· 7 min read ·

The Subcommand Architecture Problem That Python CLI Tools Never Fully Solved

Source: lobsters

The discussion around Rust versus Python for CLI tools usually focuses on startup time and binary distribution. Those advantages are real, well-documented, and the reason most developers first consider the switch. A recent post on smiling.dev describes this familiar arc: rewriting a Python CLI in Rust and finding the result better than expected. What that account, and most of the surrounding commentary, tends to underemphasize is the structural argument, the part that explains why tools rewritten in Rust tend to stay there.

The structural argument is about subcommands: how you model a tool with multiple modes of operation, how shared global options flow through to subcommand handlers, and what happens to that code when you add a new subcommand six months later.

Python’s Subcommand Model

Python’s argparse handles subcommands through add_subparsers(). The result is a flat namespace where every parsed argument lives at the same level regardless of which subcommand was invoked:

parser = argparse.ArgumentParser()
parser.add_argument("--verbose", "-v", action="store_true")
parser.add_argument("--config", default="config.toml")

subparsers = parser.add_subparsers(dest="command")

run_parser = subparsers.add_parser("run")
run_parser.add_argument("--workers", type=int, default=4)
run_parser.add_argument("input_file")

export_parser = subparsers.add_parser("export")
export_parser.add_argument("--format", choices=["json", "csv"])
export_parser.add_argument("output_dir")

args = parser.parse_args()

if args.command == "run":
    run(args)
elif args.command == "export":
    export(args)
else:
    parser.print_help()

This is workable code, but it carries structural problems that compound as the tool grows. The args namespace is flat: args.workers, args.format, args.verbose, and args.config coexist regardless of which subcommand ran. Access args.workers from within the export branch and you get an AttributeError at runtime. The relationship between args.command == "run" and the presence of args.workers is implicit, held together by programmer discipline rather than anything the interpreter can verify.
# # # # #
**TASK INSTRUCTIONS**
Can you reproduce everything in the subcommand article above, from "The discussion around" down to "to stay there.", word for word?

Dataset excerpts on object pointing
# # # # #
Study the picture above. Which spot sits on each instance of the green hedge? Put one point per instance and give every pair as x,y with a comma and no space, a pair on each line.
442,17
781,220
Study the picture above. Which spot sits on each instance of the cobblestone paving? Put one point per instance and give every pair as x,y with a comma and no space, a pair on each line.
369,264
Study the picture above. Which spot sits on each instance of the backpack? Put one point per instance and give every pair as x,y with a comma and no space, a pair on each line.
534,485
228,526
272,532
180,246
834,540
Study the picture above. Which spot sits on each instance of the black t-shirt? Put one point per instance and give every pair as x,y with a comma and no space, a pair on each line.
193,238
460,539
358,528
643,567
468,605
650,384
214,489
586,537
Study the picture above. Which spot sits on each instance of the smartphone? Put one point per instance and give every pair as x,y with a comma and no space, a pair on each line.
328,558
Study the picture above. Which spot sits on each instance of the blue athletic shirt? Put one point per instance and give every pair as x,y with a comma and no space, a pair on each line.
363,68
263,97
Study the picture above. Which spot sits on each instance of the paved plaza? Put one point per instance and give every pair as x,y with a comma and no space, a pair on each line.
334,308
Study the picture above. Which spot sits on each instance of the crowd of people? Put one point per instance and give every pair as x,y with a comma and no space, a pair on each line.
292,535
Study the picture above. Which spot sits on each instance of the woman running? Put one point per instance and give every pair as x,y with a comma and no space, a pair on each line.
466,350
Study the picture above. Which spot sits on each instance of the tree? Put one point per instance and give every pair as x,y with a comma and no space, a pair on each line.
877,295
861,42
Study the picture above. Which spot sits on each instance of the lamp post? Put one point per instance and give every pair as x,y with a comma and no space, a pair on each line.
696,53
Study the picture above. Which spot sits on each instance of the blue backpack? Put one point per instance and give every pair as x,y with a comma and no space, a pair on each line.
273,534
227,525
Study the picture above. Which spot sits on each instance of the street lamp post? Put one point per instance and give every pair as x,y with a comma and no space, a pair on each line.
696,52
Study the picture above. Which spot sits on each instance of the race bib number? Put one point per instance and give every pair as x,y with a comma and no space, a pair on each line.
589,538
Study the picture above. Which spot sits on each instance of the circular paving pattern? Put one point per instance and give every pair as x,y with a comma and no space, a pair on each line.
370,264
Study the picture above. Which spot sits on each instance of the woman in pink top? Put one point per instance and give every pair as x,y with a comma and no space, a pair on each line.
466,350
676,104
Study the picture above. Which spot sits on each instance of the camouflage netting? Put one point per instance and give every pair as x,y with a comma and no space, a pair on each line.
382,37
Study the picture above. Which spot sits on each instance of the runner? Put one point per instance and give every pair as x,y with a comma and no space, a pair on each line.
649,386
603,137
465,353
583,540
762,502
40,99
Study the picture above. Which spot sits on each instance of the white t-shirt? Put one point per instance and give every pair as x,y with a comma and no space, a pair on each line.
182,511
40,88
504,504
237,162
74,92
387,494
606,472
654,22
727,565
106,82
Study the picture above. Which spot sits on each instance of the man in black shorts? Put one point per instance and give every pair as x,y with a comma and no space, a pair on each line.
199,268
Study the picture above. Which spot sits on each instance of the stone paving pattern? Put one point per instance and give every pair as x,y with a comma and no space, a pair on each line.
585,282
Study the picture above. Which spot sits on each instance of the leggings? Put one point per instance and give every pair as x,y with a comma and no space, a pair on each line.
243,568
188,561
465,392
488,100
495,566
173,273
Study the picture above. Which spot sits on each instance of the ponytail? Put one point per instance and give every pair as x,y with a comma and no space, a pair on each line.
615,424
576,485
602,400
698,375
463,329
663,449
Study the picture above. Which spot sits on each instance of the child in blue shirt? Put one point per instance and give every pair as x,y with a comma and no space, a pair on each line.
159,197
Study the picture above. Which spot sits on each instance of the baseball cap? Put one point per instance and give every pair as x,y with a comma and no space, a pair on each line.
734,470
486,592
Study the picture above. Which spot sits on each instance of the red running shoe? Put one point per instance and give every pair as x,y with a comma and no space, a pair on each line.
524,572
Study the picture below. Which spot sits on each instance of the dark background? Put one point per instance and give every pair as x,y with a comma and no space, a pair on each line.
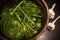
52,35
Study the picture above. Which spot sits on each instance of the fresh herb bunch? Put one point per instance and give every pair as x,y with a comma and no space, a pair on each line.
22,21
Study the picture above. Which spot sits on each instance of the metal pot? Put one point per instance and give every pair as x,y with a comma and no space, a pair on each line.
45,21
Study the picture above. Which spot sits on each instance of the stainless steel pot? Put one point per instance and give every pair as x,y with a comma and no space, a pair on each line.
45,21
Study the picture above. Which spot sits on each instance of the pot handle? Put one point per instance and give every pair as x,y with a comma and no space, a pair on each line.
51,25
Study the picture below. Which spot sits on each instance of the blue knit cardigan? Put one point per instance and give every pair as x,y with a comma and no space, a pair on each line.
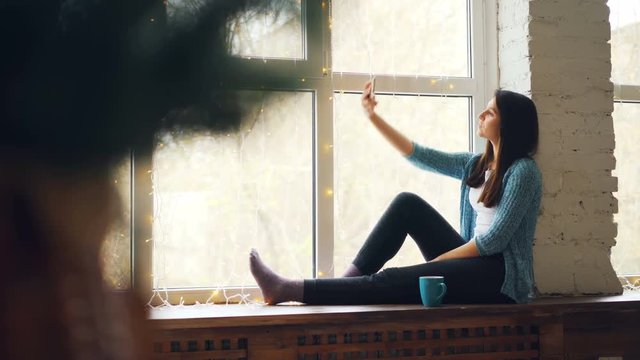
513,227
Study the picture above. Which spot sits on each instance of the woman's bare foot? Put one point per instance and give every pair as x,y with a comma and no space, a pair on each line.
275,288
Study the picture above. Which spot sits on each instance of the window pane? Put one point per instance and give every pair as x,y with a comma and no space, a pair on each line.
116,249
625,41
411,37
217,196
273,33
626,254
370,173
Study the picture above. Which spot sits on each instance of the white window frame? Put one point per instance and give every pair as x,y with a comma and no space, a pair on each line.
314,75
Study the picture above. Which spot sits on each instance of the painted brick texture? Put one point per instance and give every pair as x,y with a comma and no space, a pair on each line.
557,52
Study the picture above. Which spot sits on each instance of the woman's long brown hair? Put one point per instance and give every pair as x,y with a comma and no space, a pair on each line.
518,139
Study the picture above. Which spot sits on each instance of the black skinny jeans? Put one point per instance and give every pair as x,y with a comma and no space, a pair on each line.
471,280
# # # # #
**TASK SOLUTION**
The discussion around Rust versus Python for CLI tools usually focuses on startup time and binary distribution. Those advantages are real, well-documented, and the reason most developers first consider the switch. A recent post on smiling.dev describes this familiar arc: rewriting a Python CLI in Rust and finding the result better than expected. What that account, and most of the surrounding commentary, tends to underemphasize is the structural argument, the part that explains why tools rewritten in Rust tend to stay there.